**Exercise description**
Beginning with the line containing "Locate each instance of the smaller" and ending with the last line, repeat the records exactly.

**Data to process**
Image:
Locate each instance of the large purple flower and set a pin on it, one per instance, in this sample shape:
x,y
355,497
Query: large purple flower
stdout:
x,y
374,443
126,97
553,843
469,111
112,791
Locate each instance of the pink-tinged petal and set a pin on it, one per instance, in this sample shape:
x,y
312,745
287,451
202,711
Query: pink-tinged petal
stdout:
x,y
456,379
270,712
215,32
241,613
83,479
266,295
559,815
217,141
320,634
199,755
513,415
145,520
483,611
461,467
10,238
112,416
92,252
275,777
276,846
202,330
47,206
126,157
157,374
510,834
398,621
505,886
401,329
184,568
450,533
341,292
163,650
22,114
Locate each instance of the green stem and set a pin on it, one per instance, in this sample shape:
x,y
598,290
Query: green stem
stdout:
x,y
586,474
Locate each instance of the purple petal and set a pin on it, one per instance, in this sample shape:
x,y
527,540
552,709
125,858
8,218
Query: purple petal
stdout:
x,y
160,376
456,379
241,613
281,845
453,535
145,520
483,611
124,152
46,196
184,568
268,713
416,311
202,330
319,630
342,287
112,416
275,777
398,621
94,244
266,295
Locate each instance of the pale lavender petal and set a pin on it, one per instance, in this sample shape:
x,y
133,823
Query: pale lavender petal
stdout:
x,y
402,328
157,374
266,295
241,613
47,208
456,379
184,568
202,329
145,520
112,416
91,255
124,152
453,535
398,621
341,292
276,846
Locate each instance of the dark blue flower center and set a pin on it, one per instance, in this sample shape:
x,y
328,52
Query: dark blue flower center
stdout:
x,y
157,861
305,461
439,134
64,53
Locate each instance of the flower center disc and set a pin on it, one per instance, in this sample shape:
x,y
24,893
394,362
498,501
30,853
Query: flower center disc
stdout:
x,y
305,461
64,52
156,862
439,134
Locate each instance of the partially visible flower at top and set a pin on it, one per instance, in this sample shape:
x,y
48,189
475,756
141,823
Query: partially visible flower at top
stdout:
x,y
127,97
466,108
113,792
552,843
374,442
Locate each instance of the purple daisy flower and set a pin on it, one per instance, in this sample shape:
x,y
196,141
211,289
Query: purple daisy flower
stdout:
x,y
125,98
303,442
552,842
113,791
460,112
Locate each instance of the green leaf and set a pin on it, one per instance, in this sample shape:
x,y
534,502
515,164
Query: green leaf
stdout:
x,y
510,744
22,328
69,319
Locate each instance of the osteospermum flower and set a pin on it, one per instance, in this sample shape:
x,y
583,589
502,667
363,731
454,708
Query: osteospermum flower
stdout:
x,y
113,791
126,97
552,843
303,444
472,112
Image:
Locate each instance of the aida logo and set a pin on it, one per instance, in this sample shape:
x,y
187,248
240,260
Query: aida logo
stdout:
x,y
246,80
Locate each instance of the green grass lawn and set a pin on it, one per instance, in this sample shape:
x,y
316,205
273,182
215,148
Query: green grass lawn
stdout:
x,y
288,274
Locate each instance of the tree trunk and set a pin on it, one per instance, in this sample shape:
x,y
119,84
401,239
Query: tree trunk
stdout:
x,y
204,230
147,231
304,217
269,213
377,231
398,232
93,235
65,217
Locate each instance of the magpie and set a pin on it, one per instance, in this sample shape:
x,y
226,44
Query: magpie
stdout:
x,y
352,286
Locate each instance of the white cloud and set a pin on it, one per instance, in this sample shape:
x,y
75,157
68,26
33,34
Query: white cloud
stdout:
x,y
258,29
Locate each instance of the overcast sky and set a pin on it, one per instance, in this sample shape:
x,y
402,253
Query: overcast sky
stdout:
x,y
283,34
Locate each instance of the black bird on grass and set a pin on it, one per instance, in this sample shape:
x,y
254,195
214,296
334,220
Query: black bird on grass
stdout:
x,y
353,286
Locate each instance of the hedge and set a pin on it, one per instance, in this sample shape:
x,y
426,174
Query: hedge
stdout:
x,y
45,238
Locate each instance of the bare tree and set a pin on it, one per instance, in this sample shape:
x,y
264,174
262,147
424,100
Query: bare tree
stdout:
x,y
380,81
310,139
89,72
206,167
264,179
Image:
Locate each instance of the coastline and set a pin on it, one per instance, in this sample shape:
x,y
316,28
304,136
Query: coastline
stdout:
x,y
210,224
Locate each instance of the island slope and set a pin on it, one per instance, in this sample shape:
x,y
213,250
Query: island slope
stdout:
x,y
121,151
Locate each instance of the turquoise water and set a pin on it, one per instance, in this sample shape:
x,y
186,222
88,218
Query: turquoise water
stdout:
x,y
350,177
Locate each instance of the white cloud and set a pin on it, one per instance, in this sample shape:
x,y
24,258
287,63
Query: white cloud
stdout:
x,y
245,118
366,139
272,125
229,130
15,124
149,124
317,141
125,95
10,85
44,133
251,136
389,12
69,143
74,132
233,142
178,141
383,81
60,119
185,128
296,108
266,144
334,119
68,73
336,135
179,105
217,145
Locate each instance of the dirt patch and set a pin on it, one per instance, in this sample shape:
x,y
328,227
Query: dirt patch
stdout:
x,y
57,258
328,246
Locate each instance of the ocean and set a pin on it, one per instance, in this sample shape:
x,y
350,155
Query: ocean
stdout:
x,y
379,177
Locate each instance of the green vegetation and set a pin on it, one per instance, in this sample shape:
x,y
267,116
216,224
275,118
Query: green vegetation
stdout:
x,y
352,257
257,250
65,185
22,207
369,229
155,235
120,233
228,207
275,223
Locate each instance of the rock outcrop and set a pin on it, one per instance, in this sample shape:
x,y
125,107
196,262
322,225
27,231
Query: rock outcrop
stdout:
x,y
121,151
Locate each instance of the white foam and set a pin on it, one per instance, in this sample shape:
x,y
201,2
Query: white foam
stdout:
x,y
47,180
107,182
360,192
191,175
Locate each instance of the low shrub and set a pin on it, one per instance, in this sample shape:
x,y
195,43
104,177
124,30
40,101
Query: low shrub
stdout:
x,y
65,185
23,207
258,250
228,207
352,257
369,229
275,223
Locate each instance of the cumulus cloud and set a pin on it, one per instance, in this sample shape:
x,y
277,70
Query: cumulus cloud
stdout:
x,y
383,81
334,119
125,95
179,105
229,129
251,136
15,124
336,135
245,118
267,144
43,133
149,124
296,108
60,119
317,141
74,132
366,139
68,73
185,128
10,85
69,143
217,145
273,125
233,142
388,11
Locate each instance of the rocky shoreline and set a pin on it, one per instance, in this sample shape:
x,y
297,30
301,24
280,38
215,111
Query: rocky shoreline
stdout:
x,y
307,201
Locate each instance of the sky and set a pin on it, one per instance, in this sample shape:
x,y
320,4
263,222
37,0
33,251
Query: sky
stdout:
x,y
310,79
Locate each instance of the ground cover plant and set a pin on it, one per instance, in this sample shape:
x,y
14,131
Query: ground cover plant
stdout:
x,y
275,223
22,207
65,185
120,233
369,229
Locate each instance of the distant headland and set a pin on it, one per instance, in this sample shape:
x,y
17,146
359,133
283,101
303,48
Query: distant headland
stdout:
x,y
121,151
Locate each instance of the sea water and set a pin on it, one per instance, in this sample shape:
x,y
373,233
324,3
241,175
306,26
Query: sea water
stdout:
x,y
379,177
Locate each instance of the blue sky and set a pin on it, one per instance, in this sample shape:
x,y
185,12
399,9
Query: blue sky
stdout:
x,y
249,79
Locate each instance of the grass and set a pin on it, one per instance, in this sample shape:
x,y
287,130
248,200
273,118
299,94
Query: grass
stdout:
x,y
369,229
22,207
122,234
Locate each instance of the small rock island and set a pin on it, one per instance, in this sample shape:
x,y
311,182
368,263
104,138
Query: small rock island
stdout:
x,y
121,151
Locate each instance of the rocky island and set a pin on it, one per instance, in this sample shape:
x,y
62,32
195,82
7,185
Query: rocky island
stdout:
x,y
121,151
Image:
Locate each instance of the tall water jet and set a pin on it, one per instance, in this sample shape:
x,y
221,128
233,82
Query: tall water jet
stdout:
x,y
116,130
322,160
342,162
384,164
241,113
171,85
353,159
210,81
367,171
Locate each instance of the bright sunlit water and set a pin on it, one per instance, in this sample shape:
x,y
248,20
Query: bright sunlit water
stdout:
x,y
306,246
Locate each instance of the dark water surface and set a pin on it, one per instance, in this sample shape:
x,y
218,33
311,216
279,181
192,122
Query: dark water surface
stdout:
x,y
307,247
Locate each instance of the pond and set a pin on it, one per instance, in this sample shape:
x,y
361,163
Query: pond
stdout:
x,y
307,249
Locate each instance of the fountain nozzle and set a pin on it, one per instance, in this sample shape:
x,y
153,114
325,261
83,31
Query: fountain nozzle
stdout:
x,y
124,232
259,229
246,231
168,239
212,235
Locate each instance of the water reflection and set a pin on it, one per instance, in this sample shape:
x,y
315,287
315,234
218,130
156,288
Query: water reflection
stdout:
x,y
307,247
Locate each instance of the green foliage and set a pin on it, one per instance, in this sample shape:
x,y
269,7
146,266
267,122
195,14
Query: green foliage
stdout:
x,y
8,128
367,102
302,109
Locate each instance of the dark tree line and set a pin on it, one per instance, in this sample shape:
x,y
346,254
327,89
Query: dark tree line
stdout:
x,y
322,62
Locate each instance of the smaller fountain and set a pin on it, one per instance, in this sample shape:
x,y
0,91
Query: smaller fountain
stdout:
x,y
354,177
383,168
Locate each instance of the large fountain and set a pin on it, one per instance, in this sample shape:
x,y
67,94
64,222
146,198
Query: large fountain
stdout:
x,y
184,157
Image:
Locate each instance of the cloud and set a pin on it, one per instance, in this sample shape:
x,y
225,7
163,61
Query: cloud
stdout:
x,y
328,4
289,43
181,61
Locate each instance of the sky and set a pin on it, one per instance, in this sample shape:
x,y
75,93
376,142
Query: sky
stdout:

**Task answer**
Locate each instance of the smaller fountain and set a pin on it, one per instance, in this sample shape:
x,y
0,91
Query: smaller fountain
stdout:
x,y
354,177
383,168
Locate each instance of the large fountain and set a pin on it, one per instance, in this sample shape:
x,y
67,94
64,222
146,198
Query: large fountain
stdout:
x,y
184,157
Image:
Locate each instance of the cloud and set a pin on it, one per instance, in this sample shape:
x,y
225,7
163,61
Query: cloud
stdout:
x,y
328,4
289,43
181,61
Locate each instance of the sky and set a pin on it, one per instance, in this sample shape:
x,y
75,93
376,142
Query: sky
stdout:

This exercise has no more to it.